**Zu erledigende Aufgaben**
a: Gib aus dem Text über den Priestermangel die Passage von „Dramatisch ist der“ bis einschließlich „in den Gemeinden.“ wörtlich wieder.
b: Wie geht der Text über den Priestermangel nach seinem letzten Satz weiter? Setze ihn an dieser Stelle fort.

**Quelltext**
----------------
Dramatisch ist der Rückgang der Priester. Im Südschwarzwald, nahe meiner Heimat, wurden sechs große Gemeinden, darunter die wichtigsten Touristenorte, zu einer Seelsorgeeinheit fusioniert: Die Kirchen sind gut besucht, die Menschen von Nah und Fern voller Erwartung – derzeit versucht ein einziger Priester, mit der Arbeit durchzukommen; den ersten Herzinfarkt hat er immerhin überlebt. Wie überall helfen pensionierte Priester aus – die moderne Medizin hilft ja ganz gut, Krisen zu verzögern, für einige Jahre. Die Zahl der Eucharistiefeiern wurde heruntergefahren, bisweilen über die Schmerzgrenze hinaus. Nur in Städten mit Bischofssitz und/ oder mit theologischer Fakultät gibt es viele Priester – seltsamerweise oft mit wenig Präsenz in den Gemeinden.
Verwaltungen machen gerne „Strukturreformen“: Im Bistum Trier werden aus 863 Pfarreien 35 gemacht; auf dem Land wird aus über 40 Pfarreien eine; Saarbrücken bekommt für 100.000 Katholiken eine Pfarrei. Meist bekommt eine solche Großpfarrei einen „Pfarrer“, der sehr viel verwalten muss, und einen oder mehrere „Kooperatoren“, die sich auf die Seelsorge konzentrieren dürfen. Manche Bistümer setzen Laien als Verwaltungsleiter ein, andere lehnen dies als „pastoralen Manichäismus“ ab – das Spirituelle dürfe man vom Materiellen nicht trennen, also muss ein Priester leiten. Tausendjährige Pfarrtraditionen werden rasant über Bord geworfen. Auch im 16. und Anfang des 19. Jahrhunderts gab es kaum Priester für die Seelsorge; nach diesen Krisen kam wieder der Aufschwung – doch so lange will man heute zu Recht nicht warten. Schon die wenigen Großpfarreien können nur noch mühsam „besetzt“ werden. In 15 oder 20 Jahren – unter 40-jährige Priester oder gar Seminaristen gibt es ja kaum noch – wird auch diese „Struktur“ wegbrechen. Darüber denken Verwaltungen lieber nicht nach.
----------------
**Rohdaten**
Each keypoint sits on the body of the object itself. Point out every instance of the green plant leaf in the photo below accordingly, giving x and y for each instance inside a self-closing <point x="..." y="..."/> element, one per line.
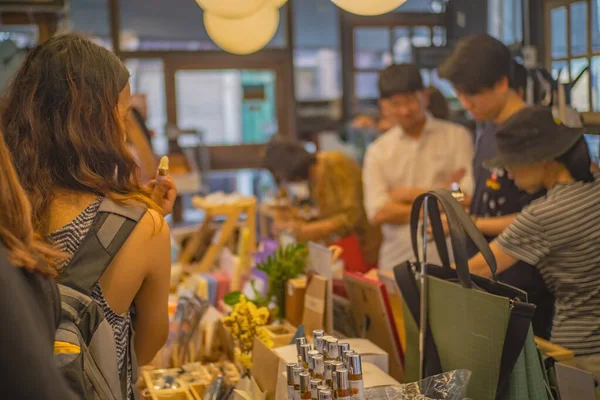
----------------
**Antworten**
a:
Dramatisch ist der Rückgang der Priester. Im Südschwarzwald, nahe meiner Heimat, wurden sechs große Gemeinden, darunter die wichtigsten Touristenorte, zu einer Seelsorgeeinheit fusioniert: Die Kirchen sind gut besucht, die Menschen von Nah und Fern voller Erwartung – derzeit versucht ein einziger Priester, mit der Arbeit durchzukommen; den ersten Herzinfarkt hat er immerhin überlebt. Wie überall helfen pensionierte Priester aus – die moderne Medizin hilft ja ganz gut, Krisen zu verzögern, für einige Jahre. Die Zahl der Eucharistiefeiern wurde heruntergefahren, bisweilen über die Schmerzgrenze hinaus. Nur in Städten mit Bischofssitz und/ oder mit theologischer Fakultät gibt es viele Priester – seltsamerweise oft mit wenig Präsenz in den Gemeinden.

b:
Damit entfällt jedoch die Eucharistie, immerhin „Quelle und Höhepunkt kirchlichen Lebens“ (Vat. II), und damit die „sakramentale Grundstruktur der Kirche“. Nun sollen Wortgottesfeiern – übrigens ist man in der Schulung von Laien, die diese gestalten, sehr zögerlich – die Eucharistie gleichsam vertreten, aber viele Katholiken wollen – so sind sie nachkonziliar erzogen worden – lieber Eucharistie feiern und bleiben daher weg. Der Gottesdienst wird somit stärker durch das Wort geprägt: Will man das, in ökumenischer Verbundenheit – hat ja sicherlich auch Vorteile? Oder nimmt man es, eher unwillig, in Kauf? Ist bewusst, dass uralte Theologien und ebenso das Vatikanum II mit ihrem Sinn für die Unverzichtbarkeit der Eucharistie konterkariert werden? Wo bleibt der Aufschrei, besonders jener der Traditionshüter?
Manche argumentieren, es gebe in Relation zur Zahl aktiver Katholiken heute nicht weniger Priester als früher. Das mag stimmen – aber die Sozialstruktur ist anders: In der künftig überall vorherrschenden Diasporasituation sind die Gemeinden kleiner und brauchen daher relativ mehr Priester, damit die Katholiken einigermaßen ortsnah Eucharistie mitfeiern können – auf deren Mobilität zu setzen, hilft ein wenig, aber bei weitem nicht genug.
Über die Zulassung von verheirateten Männern zu den heiligen Weihen darf man neuerdings wieder öffentlich reden. Dieser vermutlich gute Schritt würde jedoch nicht nur einige Probleme zu lösen helfen, sondern auch neue schaffen. Manche Frau wird sagen: „Noch mehr Männer am Altar, das ertrage ich nicht; warum nutzt man nicht die Gelegenheit, endlich Frauen zu weihen?“ Über diese Idee ist seit Johannes Paul II. ein Nachdenk- und Redeverbot verhängt – doch kann man dieses in krisenhaften und zugleich aufgeklärten Zeiten ernsthaft durchsetzen oder auch nur durchsetzen wollen? Zumal feministische Theologie und Frauenbewegung neue Erkenntnisse eingebracht haben, hinter die es kein Zurück mehr gibt?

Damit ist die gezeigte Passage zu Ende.